▸ TASK PROMPT: All of the data is to be written out again exactly, without the pictures.

[EXTRACTED INFORMATION]

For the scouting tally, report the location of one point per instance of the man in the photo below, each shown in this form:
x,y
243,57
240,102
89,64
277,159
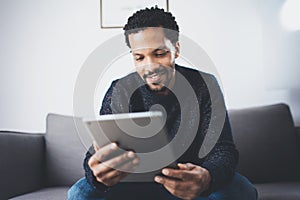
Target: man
x,y
157,78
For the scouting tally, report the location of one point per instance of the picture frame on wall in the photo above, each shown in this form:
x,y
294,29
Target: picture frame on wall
x,y
114,13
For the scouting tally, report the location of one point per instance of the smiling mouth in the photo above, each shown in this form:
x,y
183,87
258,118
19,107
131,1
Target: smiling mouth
x,y
154,78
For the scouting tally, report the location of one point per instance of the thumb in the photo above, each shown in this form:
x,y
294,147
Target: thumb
x,y
186,166
96,147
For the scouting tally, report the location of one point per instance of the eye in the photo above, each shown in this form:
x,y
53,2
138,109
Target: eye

[/EXTRACTED INFORMATION]

▸ REPLY:
For the scouting tally, report the location of one point per instance of the man in the photo below, each shown in this form:
x,y
243,57
240,102
89,64
277,159
Target: man
x,y
157,78
For the scouting tally, report the location of one point per instance of the picture frame on wall in the photo above, each shown in this form:
x,y
294,29
Target: picture frame on wall
x,y
114,13
For the scouting tally, report the location of one point per instance of the smiling mouth in the photo above, each shown in this form:
x,y
183,87
258,118
19,107
131,1
Target: smiling mouth
x,y
154,78
For the scouting tally, report the location of one point per instance of the thumb in the photo above, each shown in this form:
x,y
294,147
Target: thumb
x,y
186,166
96,147
For the scouting tally, report the location of one point per instance of the eye in the photo above, each shown in this form:
x,y
53,2
138,109
Target: eye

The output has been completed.